Selected excerpt:

Tiger lily (Lillium columbianum). Watercolor by Carolyn Newberger

Illuminating the Hidden Forest, Chapter 48: Wildflowers

During this terrible time of police violence, protest, burning cities and pandemic, these woodland flowers call me to them like shelter in a storm.

To read the previous chapters of ‘Illuminating the Hidden Forest,’ click here.

May 30, 2020

As I walk through the forest on these late spring days, I see wildflowers opening their faces to the world day by day. During this terrible time of police violence, racial injustice, protest, burning cities and pandemic, these woodland flowers call me to them like shelter in a storm.

Each flower is lovely in its own way. Although I take their photos, when I return home, I search my wildflower books for their common and Latin names. Names are important for memory, both for the living and for the dead.

Here are some of the wildflowers that I find on my walks in the woods.

Raw data:
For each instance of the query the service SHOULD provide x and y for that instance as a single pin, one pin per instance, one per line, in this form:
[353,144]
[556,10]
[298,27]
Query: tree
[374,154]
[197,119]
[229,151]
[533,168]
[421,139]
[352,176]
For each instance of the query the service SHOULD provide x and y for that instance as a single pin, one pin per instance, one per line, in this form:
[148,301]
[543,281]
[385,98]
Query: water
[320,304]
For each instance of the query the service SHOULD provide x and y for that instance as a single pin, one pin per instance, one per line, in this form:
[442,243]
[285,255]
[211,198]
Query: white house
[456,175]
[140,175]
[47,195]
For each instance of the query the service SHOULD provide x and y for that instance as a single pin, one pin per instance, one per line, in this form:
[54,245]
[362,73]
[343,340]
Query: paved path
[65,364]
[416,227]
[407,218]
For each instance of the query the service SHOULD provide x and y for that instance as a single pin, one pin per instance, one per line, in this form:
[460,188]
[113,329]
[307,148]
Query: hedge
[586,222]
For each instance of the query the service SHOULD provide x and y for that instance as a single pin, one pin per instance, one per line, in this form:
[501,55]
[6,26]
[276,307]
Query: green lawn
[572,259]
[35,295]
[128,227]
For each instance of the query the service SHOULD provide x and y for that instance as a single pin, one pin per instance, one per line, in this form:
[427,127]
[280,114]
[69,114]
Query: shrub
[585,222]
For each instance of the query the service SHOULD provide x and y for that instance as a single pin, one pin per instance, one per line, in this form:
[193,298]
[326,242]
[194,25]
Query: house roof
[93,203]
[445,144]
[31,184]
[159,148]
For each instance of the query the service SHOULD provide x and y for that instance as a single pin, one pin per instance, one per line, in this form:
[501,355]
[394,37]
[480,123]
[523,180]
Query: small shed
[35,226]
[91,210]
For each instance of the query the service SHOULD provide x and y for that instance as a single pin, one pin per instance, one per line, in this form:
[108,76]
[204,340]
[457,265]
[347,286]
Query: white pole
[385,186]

Task details:
From the wildflowers chapter, reproduce the passage starting with "As I walk through" and going on through "in the woods.", word for word.

Written response:
As I walk through the forest on these late spring days, I see wildflowers opening their faces to the world day by day. During this terrible time of police violence, racial injustice, protest, burning cities and pandemic, these woodland flowers call me to them like shelter in a storm.

Each flower is lovely in its own way. Although I take their photos, when I return home, I search my wildflower books for their common and Latin names. Names are important for memory, both for the living and for the dead.

Here are some of the wildflowers that I find on my walks in the woods.